Der Vater hat jetzt eine Vermisstenanzeige erstattet. Er vermutet einen Zusammenhang zwischen den Ermittlungen und dem Verschwinden des Sohnes.

Ahrensburg. "Ich fahre mal eben los, um den Anhänger zu holen." Mit diesen Worten verabschiedet sich in Ahrensburg ein Mann von seiner Lebensgefährtin. Es ist der 13. August, an einem Donnerstag zur Mittagszeit. Das Paar will zwei Tage später nach Schweden fahren. Sommerurlaub. Doch der 43-Jährige, ein in der Stadt bekannter Geschäftsmann, ein Funktionär in der ATSV-Fußballabteilung, kehrt nicht mehr zurück. Er ist seitdem spurlos verschwunden. Sein schwarzer Ford Mondeo ebenso.

In Ahrensburg zurückgeblieben ist eine verzweifelte Familie, die sich die Frage nach dem Warum stellt. Steht das Verschwinden des 43-Jährigen im Zusammenhang mit Ermittlungen, die gegen ihn geführt werden? Klaus-Dieter Schultz, Sprecher der Staatsanwaltschaft Lübeck, hat auf Anfrage ein Ermittlungsverfahren wegen des Verdachts der Untreue, des Betrugs und der Urkundenfälschung gegen den Mann bestätigt (Az.: 720 Js 21267/09).
---+---
DEINE AUFGABE » Kannst du den Absatz aus dem Text über den vermissten Ahrensburger Geschäftsmann, der mit „In Ahrensburg zurückgeblieben ist“ beginnt, als knappe Stichpunktliste mit seinen wesentlichen Fakten wiedergeben?

[Zeigedaten zu Referenzausdrücken]
---+---
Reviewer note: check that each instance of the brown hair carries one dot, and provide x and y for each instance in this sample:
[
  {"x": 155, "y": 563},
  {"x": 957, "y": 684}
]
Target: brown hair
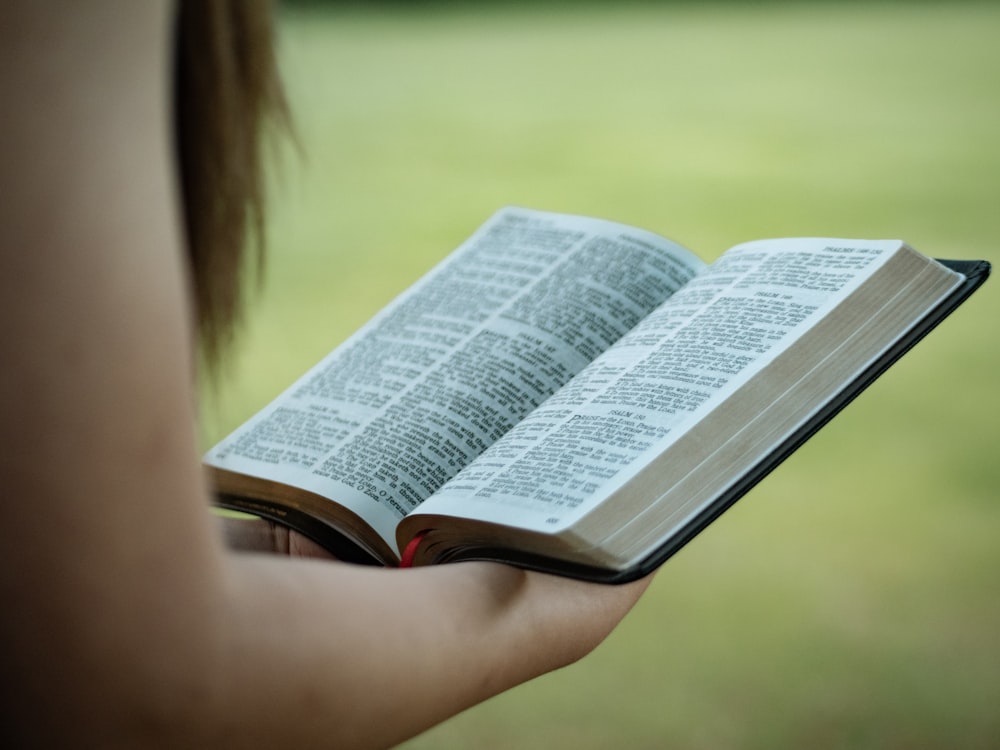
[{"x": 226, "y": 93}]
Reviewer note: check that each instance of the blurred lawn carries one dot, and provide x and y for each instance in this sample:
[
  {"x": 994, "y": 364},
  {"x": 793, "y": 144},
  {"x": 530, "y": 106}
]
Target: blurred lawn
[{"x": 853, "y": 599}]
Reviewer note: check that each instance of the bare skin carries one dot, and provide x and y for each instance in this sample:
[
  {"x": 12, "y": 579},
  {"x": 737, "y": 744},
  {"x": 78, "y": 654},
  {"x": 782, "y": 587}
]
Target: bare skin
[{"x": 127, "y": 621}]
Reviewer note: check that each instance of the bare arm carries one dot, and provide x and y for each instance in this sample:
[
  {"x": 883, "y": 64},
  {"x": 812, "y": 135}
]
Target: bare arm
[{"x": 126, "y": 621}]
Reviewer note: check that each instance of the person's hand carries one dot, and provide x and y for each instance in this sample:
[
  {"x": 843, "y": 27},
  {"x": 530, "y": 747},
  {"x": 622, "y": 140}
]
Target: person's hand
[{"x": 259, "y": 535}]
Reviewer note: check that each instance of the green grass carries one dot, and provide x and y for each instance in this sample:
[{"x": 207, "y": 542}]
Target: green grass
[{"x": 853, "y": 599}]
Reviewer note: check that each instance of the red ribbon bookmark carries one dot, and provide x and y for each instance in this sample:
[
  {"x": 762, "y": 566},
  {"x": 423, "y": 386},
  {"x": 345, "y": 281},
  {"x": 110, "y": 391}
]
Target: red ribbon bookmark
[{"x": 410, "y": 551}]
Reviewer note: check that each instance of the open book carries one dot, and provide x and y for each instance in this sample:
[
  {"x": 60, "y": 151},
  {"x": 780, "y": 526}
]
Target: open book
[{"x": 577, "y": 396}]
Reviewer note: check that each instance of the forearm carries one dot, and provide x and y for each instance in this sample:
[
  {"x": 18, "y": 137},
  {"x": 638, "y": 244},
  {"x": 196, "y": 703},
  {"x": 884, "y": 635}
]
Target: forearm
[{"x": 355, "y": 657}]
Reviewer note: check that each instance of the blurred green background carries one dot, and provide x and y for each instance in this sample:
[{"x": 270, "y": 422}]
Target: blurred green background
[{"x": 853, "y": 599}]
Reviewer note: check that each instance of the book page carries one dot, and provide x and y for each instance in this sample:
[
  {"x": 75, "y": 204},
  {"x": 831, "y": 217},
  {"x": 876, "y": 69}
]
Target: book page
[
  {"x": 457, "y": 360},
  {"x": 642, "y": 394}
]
---+---
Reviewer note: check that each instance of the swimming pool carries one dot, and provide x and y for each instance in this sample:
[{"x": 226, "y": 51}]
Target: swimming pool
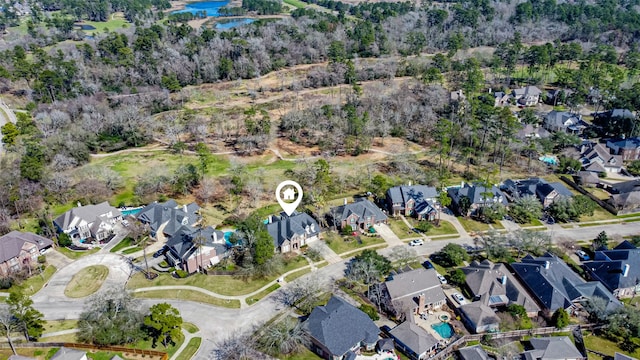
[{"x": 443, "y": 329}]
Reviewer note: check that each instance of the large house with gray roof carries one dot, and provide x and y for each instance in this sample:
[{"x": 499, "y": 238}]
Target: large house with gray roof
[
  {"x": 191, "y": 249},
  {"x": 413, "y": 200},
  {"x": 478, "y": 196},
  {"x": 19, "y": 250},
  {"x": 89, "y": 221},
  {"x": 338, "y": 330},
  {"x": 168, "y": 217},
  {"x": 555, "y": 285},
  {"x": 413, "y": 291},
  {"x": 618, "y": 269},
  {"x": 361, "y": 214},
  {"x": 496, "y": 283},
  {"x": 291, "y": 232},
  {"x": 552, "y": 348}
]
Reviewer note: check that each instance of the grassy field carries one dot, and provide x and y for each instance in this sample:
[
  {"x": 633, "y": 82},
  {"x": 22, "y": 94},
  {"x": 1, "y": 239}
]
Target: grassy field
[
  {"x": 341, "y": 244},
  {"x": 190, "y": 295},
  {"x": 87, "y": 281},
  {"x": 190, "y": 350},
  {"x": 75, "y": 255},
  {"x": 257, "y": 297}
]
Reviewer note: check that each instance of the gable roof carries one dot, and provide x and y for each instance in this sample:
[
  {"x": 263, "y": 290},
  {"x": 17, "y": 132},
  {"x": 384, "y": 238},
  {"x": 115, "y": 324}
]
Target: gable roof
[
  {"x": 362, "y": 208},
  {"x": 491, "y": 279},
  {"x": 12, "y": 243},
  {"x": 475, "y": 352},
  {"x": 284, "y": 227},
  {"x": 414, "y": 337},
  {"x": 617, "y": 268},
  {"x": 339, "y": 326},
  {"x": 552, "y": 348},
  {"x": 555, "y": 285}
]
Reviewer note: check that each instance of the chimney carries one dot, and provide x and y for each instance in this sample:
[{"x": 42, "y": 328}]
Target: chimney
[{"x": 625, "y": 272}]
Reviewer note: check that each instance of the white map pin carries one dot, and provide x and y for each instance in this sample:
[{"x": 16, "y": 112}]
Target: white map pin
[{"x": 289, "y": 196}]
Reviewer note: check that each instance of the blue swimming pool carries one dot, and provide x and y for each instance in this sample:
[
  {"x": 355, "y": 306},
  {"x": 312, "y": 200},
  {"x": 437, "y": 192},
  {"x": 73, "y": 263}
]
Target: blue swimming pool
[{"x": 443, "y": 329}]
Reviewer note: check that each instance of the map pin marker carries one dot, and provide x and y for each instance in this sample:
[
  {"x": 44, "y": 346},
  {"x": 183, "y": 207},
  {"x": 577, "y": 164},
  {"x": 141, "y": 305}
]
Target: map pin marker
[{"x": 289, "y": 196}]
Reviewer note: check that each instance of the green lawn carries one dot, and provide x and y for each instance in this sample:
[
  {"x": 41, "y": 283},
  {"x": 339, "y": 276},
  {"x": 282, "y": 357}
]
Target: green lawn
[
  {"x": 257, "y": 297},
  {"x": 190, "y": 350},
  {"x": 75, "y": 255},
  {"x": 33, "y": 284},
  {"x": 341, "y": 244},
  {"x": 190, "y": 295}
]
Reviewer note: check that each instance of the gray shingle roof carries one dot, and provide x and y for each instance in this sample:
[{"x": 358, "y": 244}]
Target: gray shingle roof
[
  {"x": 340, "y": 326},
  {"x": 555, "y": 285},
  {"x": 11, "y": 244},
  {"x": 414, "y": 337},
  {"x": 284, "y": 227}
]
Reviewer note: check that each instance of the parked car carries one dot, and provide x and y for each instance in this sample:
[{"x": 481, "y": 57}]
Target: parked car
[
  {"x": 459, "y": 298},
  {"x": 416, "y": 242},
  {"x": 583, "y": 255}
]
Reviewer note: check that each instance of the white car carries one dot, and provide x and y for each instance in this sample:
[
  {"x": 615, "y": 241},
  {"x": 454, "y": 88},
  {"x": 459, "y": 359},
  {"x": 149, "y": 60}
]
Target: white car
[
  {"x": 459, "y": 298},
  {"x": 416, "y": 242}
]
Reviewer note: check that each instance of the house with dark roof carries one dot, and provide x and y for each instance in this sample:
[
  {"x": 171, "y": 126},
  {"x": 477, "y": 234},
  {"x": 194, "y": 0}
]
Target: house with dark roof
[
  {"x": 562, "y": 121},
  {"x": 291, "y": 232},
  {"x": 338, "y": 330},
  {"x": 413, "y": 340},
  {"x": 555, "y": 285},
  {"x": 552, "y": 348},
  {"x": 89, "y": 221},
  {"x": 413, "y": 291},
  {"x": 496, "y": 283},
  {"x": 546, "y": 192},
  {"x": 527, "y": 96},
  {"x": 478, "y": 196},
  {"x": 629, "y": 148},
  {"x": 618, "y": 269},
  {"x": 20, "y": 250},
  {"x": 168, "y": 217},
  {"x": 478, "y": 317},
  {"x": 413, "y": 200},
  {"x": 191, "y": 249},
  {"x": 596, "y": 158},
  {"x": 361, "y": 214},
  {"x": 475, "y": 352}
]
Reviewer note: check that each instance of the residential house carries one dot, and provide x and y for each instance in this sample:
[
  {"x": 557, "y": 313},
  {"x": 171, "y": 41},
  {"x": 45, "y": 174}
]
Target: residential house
---+---
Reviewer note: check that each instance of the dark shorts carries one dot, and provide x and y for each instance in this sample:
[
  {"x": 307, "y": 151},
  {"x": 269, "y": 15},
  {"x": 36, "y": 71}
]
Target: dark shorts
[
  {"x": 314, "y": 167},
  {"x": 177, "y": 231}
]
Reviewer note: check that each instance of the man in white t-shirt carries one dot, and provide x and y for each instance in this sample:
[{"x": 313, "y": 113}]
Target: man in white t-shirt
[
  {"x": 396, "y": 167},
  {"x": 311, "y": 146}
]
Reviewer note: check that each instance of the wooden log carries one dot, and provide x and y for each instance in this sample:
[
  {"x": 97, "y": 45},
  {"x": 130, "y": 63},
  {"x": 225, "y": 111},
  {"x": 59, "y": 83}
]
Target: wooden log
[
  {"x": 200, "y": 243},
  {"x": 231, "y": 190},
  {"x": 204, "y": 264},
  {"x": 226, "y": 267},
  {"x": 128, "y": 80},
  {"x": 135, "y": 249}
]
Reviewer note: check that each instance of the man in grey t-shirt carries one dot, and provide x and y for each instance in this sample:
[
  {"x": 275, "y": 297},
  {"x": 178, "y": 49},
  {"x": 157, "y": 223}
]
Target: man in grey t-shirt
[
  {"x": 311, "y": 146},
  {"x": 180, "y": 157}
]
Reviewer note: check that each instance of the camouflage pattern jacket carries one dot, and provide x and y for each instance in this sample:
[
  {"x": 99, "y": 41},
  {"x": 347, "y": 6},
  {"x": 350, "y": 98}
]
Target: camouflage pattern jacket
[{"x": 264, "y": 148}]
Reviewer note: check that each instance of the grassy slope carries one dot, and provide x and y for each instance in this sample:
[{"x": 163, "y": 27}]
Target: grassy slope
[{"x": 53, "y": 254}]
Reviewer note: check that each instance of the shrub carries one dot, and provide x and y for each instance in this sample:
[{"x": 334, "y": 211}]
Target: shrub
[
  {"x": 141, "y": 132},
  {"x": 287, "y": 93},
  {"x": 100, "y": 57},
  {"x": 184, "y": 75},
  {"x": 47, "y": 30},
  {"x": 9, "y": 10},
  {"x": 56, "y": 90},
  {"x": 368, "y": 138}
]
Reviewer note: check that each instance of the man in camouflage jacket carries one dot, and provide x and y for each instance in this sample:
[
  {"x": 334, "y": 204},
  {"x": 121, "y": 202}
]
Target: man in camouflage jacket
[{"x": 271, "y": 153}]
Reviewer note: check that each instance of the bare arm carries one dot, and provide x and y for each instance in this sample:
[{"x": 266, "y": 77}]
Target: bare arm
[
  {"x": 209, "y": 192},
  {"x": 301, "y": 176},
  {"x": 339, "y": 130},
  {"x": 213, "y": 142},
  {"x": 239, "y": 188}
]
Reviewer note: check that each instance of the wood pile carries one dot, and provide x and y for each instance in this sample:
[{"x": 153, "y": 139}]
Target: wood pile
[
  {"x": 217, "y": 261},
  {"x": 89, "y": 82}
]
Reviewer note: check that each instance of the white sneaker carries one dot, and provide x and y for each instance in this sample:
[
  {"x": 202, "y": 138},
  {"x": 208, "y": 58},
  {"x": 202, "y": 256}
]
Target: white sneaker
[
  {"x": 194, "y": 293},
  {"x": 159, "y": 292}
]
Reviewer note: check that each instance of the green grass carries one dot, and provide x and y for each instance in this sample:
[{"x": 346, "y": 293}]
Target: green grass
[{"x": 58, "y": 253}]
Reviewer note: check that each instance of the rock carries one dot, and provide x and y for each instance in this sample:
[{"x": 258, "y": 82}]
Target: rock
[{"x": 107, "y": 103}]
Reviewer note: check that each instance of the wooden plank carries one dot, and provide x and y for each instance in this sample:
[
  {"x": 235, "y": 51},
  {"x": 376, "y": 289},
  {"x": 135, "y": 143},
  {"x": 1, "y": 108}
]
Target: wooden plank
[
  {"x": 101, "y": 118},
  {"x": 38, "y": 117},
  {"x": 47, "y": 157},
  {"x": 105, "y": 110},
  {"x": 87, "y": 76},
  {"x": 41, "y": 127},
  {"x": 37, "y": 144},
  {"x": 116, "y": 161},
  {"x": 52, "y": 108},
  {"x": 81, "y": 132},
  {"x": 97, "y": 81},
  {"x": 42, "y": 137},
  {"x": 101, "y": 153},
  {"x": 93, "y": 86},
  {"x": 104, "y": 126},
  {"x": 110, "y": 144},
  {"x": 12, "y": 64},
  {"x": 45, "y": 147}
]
---+---
DEINE ANTWORT »
- Die Familie des 43-Jährigen bleibt verzweifelt in Ahrensburg zurück und fragt nach dem Warum.
- Offen ist, ob sein Verschwinden mit Ermittlungen gegen ihn zusammenhängt.
- Klaus-Dieter Schultz, Sprecher der Staatsanwaltschaft Lübeck, hat auf Anfrage ein Ermittlungsverfahren gegen den Mann bestätigt.
- Der Verdacht lautet auf Untreue, Betrug und Urkundenfälschung (Az.: 720 Js 21267/09).